● **Exercises**:
- a) In the half-marathon training post, what made the writer start to believe that running is mental? Answer in one to three sentences.
- b) Continue the half-marathon training post from its last sentence, in the same personal voice.

● **Text extract**:
·····

Friday, April 22, 2011

Going Mental

As I have shared with you all, I am currently in the midst of training for a half marathon. For me, this countdown is even more anticipated than the royal wedding, if you can believe that. The official countdown? 22 days!

For anyone who has trained for a race, or really any sort of test of endurance, you know that its all about building. Prepping. Conditioning your body to understand a new standard of normal and to push through. But no one ever talks about the mental building. I think there should be a whole extra chapter book on that.

Running is mental. I've been told this by lots of runners. But I really started to believe it when I knew my body could do one thing, but some days I just couldn't pull through to finish it out. The body is an amazing thing, but if your mind isn't synced up, its going to be a very bumpy ride.

·····

● **Material**:
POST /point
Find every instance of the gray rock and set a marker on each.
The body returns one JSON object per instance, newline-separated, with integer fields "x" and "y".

·····

● **Written answers**:
- a) The writer started to believe it after knowing the body could do something but, on some days, being unable to pull through and finish it. The post adds that even though the body is amazing, the ride will be very bumpy if the mind isn't synced up with it.

- b)
Last weekend, a group of us competed in a local 8k (5 miles) race. My training up to date has been all about endurance. While finishing at a certain time would be nice, finishing itself is the goal. Turns out, I completed the 8k minutes before I anticipated. While it was a gigantic boost of confidence, I must say, a small part of me started to worry. Sure, I was able to push myself, but in four weeks I would have to run nearly triple what I just completed. For the first time I really started to wonder what if I really can't do it. Insert mind eff.

Naturally, I began to fear the magnitude of what was still ahead of me. Having not completed a long (8-10 miles) run since early March (eek) I knew I had to conquer my fear and just commit. So in the spirit of my jovial day on Wednesday, I decided today was the day I was going to bang out 10 miles. The sun was shining, it was nearly 75 degrees and I was out of work at 2:00 pm--what could possibly go wrong? Well in the interest of keeping this short, I failed. My legs felt heavy. I couldn't get into the groove. I was HOT. I couldn't imagine taking 3 more steps let alone finishing 3 more miles. Not only did I come in very shy of my goal for the day, but I was literally miles from home. FAIL. I had the whole walk home to beat myself up, get more nervous, to ask myself if I could really do it. In a matter of 35 minutes my mood went from good to bad.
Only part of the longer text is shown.